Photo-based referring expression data
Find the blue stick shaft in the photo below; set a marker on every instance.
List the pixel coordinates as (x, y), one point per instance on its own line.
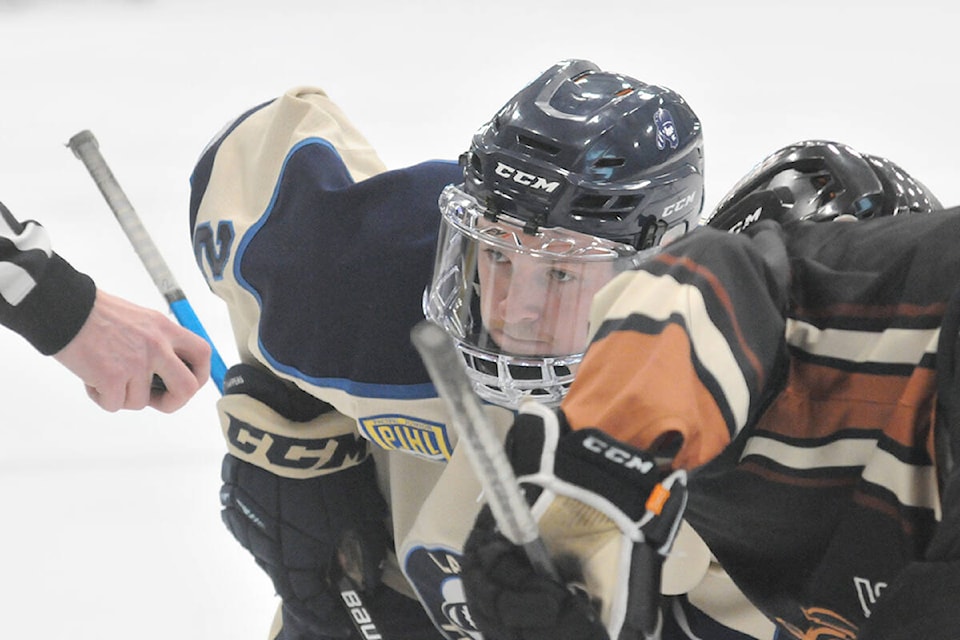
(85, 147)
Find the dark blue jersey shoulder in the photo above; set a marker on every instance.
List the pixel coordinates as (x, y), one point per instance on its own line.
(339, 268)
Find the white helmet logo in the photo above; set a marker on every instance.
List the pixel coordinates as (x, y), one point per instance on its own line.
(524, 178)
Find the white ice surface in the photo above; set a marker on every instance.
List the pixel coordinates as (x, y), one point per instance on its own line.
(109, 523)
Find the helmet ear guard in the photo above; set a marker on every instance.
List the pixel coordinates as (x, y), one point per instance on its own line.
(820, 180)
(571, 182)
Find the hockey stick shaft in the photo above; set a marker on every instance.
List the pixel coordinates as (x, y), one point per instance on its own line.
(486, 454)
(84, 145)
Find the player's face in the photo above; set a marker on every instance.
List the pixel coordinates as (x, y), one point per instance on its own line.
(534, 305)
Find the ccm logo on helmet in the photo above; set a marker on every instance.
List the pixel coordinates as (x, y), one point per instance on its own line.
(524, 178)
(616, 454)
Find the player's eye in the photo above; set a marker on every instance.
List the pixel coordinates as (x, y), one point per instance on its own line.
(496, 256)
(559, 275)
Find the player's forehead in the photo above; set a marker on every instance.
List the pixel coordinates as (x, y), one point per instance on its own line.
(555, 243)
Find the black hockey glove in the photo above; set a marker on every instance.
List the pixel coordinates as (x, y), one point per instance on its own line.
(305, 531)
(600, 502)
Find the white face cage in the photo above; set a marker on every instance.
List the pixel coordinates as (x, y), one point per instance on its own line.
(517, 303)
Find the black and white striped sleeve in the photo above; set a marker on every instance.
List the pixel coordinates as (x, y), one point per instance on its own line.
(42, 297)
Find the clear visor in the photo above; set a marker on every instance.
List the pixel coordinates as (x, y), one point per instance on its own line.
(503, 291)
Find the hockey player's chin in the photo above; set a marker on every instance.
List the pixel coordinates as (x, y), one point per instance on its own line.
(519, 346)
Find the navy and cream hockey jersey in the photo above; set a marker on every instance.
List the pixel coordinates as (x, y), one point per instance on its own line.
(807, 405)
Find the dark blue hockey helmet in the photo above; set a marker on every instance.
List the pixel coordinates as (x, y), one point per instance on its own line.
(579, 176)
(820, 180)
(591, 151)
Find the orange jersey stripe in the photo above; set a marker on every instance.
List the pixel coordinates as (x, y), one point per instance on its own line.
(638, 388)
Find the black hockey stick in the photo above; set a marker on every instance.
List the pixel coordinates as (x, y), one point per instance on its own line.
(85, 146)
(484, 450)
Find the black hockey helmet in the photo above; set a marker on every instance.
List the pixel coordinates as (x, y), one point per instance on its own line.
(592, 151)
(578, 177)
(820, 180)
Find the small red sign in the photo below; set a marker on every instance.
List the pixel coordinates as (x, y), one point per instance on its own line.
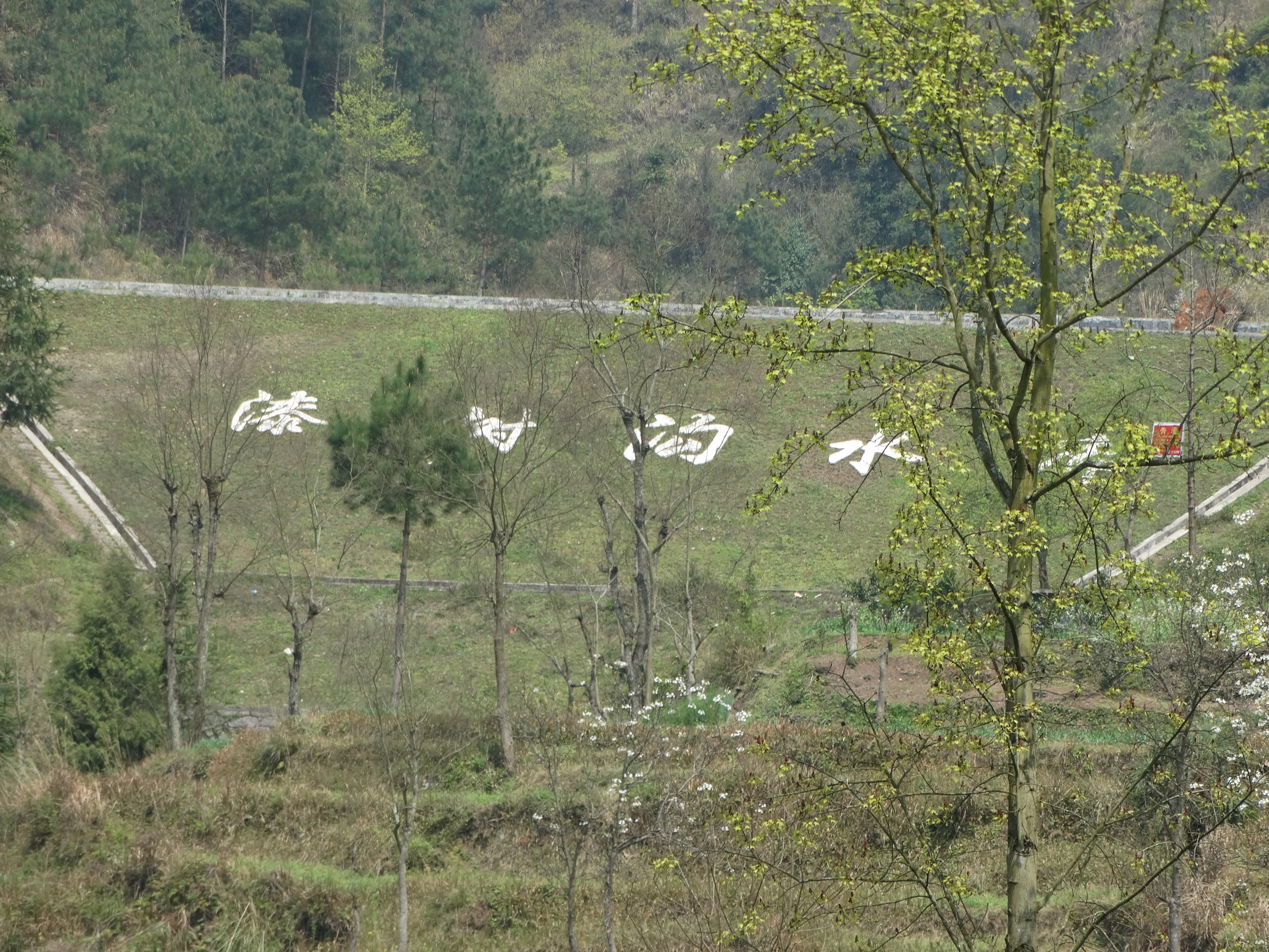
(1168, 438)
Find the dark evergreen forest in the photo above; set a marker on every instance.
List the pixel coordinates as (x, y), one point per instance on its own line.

(Assigned task): What is needed is an exact output of the records above, with every picture left out.

(Solved exercise):
Find the blue stick shaft in the photo below; set a marker on every instance.
List the pixel coordinates as (x, y), one point per instance on its own line.
(85, 147)
Find the dark blue jersey shoulder in the photo above; set a marker on every instance.
List the pixel coordinates as (x, y), one point per instance on its own line.
(339, 268)
Find the white helmet logo in the photo above; set a marker on every instance.
List the pixel coordinates as (x, y), one point per instance on its own line.
(524, 178)
Find the white ice surface in the photo above; set a marker on every instance.
List the pixel coordinates as (x, y), one point per instance on its own line.
(109, 523)
Find the helmet ear guard in the photo above; set a marker on every instance.
List the pixel coordinates as (x, y), one point per instance on its own line.
(820, 180)
(571, 182)
Find the hockey stick shaft in the photo above; set a marker on every instance.
List the pixel coordinates as (x, y), one point per instance on its own line.
(486, 454)
(84, 145)
Find the player's face in the photo above; set a marker on every instance.
List the pixel coordinates as (x, y), one point per instance on its own line.
(534, 305)
Find the ccm logo on helmet in the photo above; set a marker on every instance.
List the pixel coordinates as (x, y), one point per instance on its own line.
(524, 178)
(616, 454)
Find the player's eye in the photo above; set a marker on every instance.
List the pixel coordinates as (x, y), one point per instance on its own line.
(496, 256)
(559, 275)
Find the player's forehead in the photo above; set a marker on every instance.
List the pixel coordinates as (x, y), one point per instance on its own line.
(555, 243)
Find the black hockey glove in the photo above; set a marker on every instance.
List the pixel coordinates as (x, y), one point per instance on its own line.
(305, 531)
(600, 502)
Find the white face cage in the photo above; set a marker on every instance.
List the pixel coordinates as (x, y), one point per instance on its own line.
(517, 303)
Find the black and white striped sleeve in the photo above; set a marker on every instance.
List the pixel coordinates as (x, y), one point per instance on its own line.
(42, 297)
Find the clear visor in the photo above; set a marker on every instance.
List the pixel coordinates as (x, y), one point per instance on its own line.
(503, 291)
Find the hockey player's chin in the photo above; set a marker on every instance.
List the pixel coordinates as (x, y), one point per instance on its own line.
(519, 346)
Find the navy and cream hockey jersey in the photo above; set a marker on every instance.
List the pixel coordinates as (x, y), one point per instance on its own line.
(807, 405)
Find the dark blue hockey helmet in the photo above; set a marker on every instance.
List the pixel coordinates as (x, y), one point per instance on its own line.
(579, 176)
(820, 180)
(591, 151)
Find the orange jersey stripe in the photo above; set a marker on every instance.
List the pixel coordinates as (x, y), one point per instance on its own line.
(638, 388)
Find the black hockey stick in the photo above; set a marker on every instance.
List the pixel coordinates as (x, y), one point per instance on its own line.
(85, 146)
(484, 450)
Find the black hockey helmet in the photo above; set a marker on every instance.
List the pixel coordinates as (x, y), one point per instance on its own line.
(592, 151)
(578, 177)
(820, 180)
Find the small red sign in the photo below; set a marker on every instance.
List the pixel coordinates as (x, y), one point per instance on its own line.
(1168, 438)
Find the dark evergreen forest in the photo above; set a marker on every instance.
List the pixel coordinates as (x, y), one point per instance on its own line.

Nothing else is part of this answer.